TASK BRIEF
Write out the whole of the material exactly.

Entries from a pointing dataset
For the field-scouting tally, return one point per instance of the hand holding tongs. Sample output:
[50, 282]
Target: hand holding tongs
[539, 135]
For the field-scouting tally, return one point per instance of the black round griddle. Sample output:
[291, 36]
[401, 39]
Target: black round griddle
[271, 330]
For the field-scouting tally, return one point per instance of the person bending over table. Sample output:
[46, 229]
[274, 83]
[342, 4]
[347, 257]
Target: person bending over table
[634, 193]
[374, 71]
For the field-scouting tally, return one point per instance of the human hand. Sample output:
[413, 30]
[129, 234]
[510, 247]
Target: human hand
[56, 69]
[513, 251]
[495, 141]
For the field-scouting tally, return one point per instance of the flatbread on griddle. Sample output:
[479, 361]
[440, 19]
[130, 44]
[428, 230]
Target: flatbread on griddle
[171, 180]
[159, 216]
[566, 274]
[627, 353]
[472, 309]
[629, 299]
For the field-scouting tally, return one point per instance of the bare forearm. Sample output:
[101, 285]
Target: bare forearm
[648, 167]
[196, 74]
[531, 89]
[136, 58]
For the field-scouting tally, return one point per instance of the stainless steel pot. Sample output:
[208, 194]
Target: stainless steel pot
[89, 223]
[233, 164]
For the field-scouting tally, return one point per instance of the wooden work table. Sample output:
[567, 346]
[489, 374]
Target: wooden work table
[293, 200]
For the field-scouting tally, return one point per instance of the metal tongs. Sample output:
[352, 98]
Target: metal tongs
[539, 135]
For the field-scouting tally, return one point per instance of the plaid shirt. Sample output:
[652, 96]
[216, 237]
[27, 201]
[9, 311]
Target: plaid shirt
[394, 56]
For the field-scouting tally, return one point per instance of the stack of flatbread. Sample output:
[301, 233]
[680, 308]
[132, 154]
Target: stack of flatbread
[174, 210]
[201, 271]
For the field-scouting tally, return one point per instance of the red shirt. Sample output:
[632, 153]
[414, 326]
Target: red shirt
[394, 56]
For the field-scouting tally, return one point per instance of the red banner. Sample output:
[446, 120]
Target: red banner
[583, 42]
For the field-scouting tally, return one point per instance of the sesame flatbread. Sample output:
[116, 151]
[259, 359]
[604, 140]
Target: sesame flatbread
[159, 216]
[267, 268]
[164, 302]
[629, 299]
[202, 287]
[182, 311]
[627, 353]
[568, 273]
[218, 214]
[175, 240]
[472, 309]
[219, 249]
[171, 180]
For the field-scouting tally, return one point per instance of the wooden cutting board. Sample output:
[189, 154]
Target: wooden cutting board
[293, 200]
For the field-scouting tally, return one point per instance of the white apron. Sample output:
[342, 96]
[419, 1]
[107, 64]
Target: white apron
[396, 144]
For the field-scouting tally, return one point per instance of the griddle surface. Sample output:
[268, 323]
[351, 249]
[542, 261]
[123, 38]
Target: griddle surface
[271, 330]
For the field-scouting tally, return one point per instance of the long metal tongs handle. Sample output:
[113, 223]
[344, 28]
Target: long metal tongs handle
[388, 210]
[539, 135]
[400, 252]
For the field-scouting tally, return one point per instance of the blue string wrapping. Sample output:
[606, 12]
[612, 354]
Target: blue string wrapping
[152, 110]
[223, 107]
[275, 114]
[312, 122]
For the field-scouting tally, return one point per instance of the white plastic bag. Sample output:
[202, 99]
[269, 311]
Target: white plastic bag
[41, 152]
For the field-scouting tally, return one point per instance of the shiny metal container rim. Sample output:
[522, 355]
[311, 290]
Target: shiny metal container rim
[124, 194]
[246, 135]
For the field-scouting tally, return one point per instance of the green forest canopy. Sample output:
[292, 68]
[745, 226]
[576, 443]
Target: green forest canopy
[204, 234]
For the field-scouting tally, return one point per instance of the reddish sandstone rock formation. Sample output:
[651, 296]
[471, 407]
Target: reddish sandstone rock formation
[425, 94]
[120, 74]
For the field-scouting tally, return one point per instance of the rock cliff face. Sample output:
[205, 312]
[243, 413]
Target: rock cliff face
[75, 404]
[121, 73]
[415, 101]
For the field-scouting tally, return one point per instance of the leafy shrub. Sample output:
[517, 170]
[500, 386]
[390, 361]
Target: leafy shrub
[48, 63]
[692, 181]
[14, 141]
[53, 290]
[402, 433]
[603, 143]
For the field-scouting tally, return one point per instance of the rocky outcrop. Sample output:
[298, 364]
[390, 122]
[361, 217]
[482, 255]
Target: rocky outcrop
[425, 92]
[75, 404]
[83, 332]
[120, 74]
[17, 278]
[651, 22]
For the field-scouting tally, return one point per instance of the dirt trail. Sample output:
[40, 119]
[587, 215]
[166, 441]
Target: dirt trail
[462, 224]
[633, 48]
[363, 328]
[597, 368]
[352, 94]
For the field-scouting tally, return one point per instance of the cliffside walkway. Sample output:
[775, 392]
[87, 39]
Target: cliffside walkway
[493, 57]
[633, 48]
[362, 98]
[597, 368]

ANSWER FOR THE TASK
For the field-scouting tally, return one point per instance of the hand holding tongs. Sample output:
[50, 282]
Target: hand holding tongs
[539, 135]
For the field-scouting tally, return one point per instance of the black round griddle. Sample output:
[291, 36]
[401, 39]
Target: black round griddle
[271, 330]
For the field-scouting tally, return one point per instance of the person bending over table. Sample output:
[46, 229]
[274, 83]
[342, 4]
[347, 257]
Target: person bending over table
[634, 193]
[374, 71]
For the field-scouting tally, return one point per instance of the human hand. Sample output:
[413, 30]
[129, 234]
[510, 247]
Target: human hand
[56, 69]
[513, 251]
[495, 141]
For the field-scouting tally, return one point per instance of the flatbread on griddle. Sample output:
[479, 361]
[440, 19]
[130, 44]
[428, 230]
Target: flatbread on griddle
[171, 180]
[159, 216]
[566, 274]
[627, 353]
[472, 309]
[629, 299]
For the field-scouting tally, return one point per instance of the bare forearm. Sample output:
[101, 285]
Target: bare forearm
[648, 167]
[196, 74]
[531, 89]
[136, 58]
For the field-scouting tally, return one point per instance of the stainless steel pot. Sample output:
[208, 194]
Target: stainless steel pot
[89, 223]
[233, 164]
For the field-scouting tally, return one point per instance of the wooden work table. Sample output:
[567, 346]
[489, 374]
Target: wooden work table
[293, 200]
For the field-scouting tally, return one point per instance of the metal tongs. Sample output:
[352, 98]
Target: metal tongs
[539, 135]
For the field-scouting tally, return one point per instance of the plaid shirt. Sample output:
[652, 96]
[216, 237]
[27, 201]
[9, 311]
Target: plaid shirt
[394, 56]
For the field-scouting tally, return one point per instance of the stack of flatbread. Sample output:
[301, 233]
[680, 308]
[132, 154]
Target: stack of flatbread
[174, 210]
[201, 271]
For the field-scouting tally, return one point per instance of the red shirt. Sample output:
[632, 153]
[414, 326]
Target: red shirt
[394, 56]
For the field-scouting tally, return one point per instance of the red banner. Sample output:
[446, 120]
Target: red banner
[583, 42]
For the field-scouting tally, return one point per instance of the sesame flatbread. Sample output:
[116, 151]
[259, 359]
[604, 140]
Target: sesame flatbread
[159, 216]
[267, 268]
[164, 302]
[629, 299]
[202, 287]
[182, 311]
[627, 353]
[568, 273]
[218, 214]
[175, 240]
[472, 309]
[219, 249]
[171, 180]
For the field-scouting tally, return one point per instance of the wooden cutting board. Sample output:
[189, 154]
Target: wooden cutting board
[293, 200]
For the field-scouting tally, return one point per instance of the white apron. Sample output:
[342, 96]
[419, 1]
[107, 64]
Target: white apron
[396, 144]
For the field-scouting tally, return one point per instance of the griddle surface. Sample output:
[268, 323]
[351, 249]
[542, 261]
[123, 38]
Target: griddle surface
[271, 330]
For the field-scouting tally, return one point per instance of the long metal tongs handle. Sample output:
[113, 223]
[344, 28]
Target: long metal tongs handle
[388, 210]
[539, 135]
[400, 252]
For the field-scouting tally, return one point per instance of the blue string wrapping. Sample output:
[606, 12]
[612, 354]
Target: blue string wrapping
[152, 110]
[223, 107]
[275, 114]
[312, 122]
For the field-scouting tally, return one point per instance of the white plastic bag. Sample output:
[202, 99]
[269, 311]
Target: white plastic bag
[41, 152]
For the field-scouting tally, return one point per instance of the shiny metal container rim. Sample output:
[522, 355]
[311, 290]
Target: shiny metal container rim
[124, 194]
[246, 135]
For the field-scouting tally, return one point per instance of the green forest canopy. Sample output:
[292, 68]
[745, 226]
[576, 443]
Target: green forest canopy
[204, 234]
For the field-scouting tally, return one point per instance of the reddish sandstone rock formation. Sample output:
[651, 296]
[471, 407]
Target: reddish sandstone rock formation
[425, 94]
[120, 74]
For the field-scouting tally, return one point per instance of the rock cliff face. Sample output:
[205, 312]
[243, 413]
Target: rock cliff face
[75, 404]
[121, 73]
[415, 101]
For the field-scouting tally, return one point per instance of the leafy shrub. Sample output:
[517, 170]
[500, 386]
[390, 361]
Target: leafy shrub
[48, 63]
[692, 181]
[14, 141]
[53, 290]
[402, 433]
[603, 143]
For the field-scouting tally, return one point per instance of the rocky outcrop. Sample output:
[298, 364]
[390, 122]
[361, 217]
[482, 255]
Target: rocky outcrop
[425, 92]
[75, 404]
[83, 332]
[120, 74]
[17, 278]
[651, 22]
For the field-scouting tally, return one point per instance of the dirt trail. Sample output:
[40, 119]
[587, 215]
[166, 441]
Target: dirt trail
[462, 224]
[633, 48]
[363, 328]
[597, 368]
[352, 94]
For the field-scouting tally, return one point per instance of the cliffside walkway. Sample output:
[775, 392]
[87, 39]
Target: cliffside walkway
[493, 57]
[633, 48]
[362, 98]
[597, 368]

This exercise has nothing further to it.